— BEGIN PASSAGE GIVEN —
Click the 3 dots at the top of the notebook to insert the project token that you created earlier. This will create a new cell in the notebook that you will need to run first before continuing with the rest of the notebook. If you are sharing this notebook you should remove this cell, else anyone can use you Cloud Object Storage from this project.

> If you cannot find the new cell it is probably at the top of this notebook. Scroll up, run the cell and continue with section 2.3

### 2.3. Helper function to load data into notebook

The second thing you need to load data into the notebook is the below help function. Data will be copied to the local project space and loaded from there. The below helper function will do this for you. 

In [None]:
# define the helper function 
def download_file_to_local(project_filename, local_file_destination=None, project=None):
    """
    Uses project-lib to get a bytearray and then downloads this file to local.
    Requires a valid `project` object.
— END PASSAGE GIVEN —
### LIST OF TASKS
(a) According to the notebook walkthrough, where is data copied before it is loaded into the notebook?
(b) Continue the notebook walkthrough from the point where it stops.
— BEGIN RECORDS PROVIDED —
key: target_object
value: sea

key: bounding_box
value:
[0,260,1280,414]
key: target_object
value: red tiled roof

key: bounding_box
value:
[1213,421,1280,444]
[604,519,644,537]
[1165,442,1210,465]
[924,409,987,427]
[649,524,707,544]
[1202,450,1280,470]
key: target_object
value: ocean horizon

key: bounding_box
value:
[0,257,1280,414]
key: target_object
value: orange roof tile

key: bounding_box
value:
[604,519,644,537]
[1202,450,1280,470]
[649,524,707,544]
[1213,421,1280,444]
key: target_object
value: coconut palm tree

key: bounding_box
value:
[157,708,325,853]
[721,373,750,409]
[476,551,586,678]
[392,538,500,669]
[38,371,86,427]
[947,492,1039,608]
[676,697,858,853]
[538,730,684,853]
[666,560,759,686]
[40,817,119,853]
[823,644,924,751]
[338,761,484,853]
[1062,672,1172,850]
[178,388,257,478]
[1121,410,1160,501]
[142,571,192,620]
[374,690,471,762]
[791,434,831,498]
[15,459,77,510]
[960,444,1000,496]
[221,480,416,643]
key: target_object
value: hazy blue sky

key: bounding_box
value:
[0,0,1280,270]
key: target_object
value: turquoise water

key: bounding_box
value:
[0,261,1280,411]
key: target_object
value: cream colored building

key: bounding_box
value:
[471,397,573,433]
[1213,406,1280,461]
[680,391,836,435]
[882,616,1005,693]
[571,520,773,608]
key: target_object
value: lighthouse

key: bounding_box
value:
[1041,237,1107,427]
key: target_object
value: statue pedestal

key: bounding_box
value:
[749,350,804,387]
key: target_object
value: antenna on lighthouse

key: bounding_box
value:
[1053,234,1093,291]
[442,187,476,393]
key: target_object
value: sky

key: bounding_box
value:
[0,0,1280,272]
— END RECORDS PROVIDED —
— BEGIN RECORDS PROVIDED —
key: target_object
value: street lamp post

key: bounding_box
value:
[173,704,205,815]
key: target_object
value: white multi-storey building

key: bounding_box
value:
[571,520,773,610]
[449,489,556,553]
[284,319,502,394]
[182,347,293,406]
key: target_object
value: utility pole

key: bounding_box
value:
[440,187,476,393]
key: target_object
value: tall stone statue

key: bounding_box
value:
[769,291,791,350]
— END RECORDS PROVIDED —
### ANSWERS FOR THE EXERCISE
(a) It is copied to the local project space.

(b)
    Args:
        project_filename str: the filename to be passed to get_file
        local_file_destination: the filename for the local file if different
        
    Returns:
        0 if everything worked
    """
    
    project = project
    
    # get the file
    print("Attempting to get file {}".format(project_filename))
    _bytes = project.get_file(project_filename).read()
    
    # check for new file name, download the file
    print("Downloading...")
    if local_file_destination==None: local_file_destination = project_filename
    
    with open(local_file_destination, 'wb') as f: 
        f.write(bytearray(_bytes))
        print("Completed writing to {}".format(local_file_destination))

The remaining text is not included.